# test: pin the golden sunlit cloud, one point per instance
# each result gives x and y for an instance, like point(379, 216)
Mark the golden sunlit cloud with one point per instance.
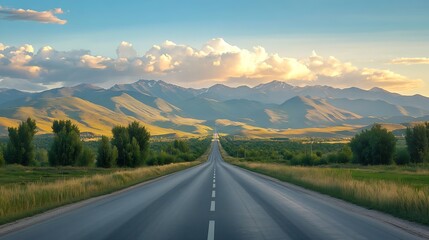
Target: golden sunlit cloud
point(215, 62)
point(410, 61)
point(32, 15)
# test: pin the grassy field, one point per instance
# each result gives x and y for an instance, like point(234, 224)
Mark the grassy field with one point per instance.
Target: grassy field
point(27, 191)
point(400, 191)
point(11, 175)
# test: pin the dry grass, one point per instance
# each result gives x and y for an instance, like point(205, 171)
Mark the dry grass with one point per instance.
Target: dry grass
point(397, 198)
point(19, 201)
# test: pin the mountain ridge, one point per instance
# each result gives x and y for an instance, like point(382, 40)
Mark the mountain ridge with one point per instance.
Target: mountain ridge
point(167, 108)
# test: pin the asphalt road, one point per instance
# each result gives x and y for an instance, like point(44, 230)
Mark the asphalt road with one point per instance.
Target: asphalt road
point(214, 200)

::::::

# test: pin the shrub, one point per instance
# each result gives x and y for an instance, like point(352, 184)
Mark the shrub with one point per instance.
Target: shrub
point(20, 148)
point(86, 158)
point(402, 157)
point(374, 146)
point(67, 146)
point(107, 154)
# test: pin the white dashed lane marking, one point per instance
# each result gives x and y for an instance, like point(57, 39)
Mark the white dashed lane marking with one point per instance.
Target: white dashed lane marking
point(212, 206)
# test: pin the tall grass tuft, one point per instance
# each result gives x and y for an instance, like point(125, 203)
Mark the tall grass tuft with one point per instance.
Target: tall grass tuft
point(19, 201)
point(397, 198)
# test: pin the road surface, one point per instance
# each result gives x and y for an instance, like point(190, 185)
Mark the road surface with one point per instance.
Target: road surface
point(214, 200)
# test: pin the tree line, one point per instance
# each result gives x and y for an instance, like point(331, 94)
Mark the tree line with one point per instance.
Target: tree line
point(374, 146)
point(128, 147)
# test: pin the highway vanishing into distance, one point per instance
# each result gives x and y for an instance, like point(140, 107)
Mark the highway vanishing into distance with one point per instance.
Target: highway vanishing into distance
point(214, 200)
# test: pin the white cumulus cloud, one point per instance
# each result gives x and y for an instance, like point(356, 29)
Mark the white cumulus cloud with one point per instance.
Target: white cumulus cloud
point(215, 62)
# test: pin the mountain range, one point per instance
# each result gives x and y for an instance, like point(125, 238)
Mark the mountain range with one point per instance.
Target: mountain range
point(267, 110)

::::::

> Exercise requirements:
The line above containing "Target: grassy field", the line containing "like point(44, 230)", and every line between them are to be transcribed exactly; no other line is wanted.

> Final answer:
Target: grassy field
point(27, 191)
point(400, 191)
point(11, 175)
# test: pin the dry grass, one point per instance
# each result gives x and y for an instance, like point(205, 171)
Mark the dry grass with one point per instance.
Target: dry grass
point(397, 198)
point(19, 201)
# test: pin the mountain ridge, one point per instance
# each result gives x and y for an instance, like point(382, 40)
Mark the mountain ridge with one point per instance.
Target: mountain ridge
point(167, 108)
# test: pin the asphalt road, one point per instance
# each result gives x and y for an instance, like point(44, 230)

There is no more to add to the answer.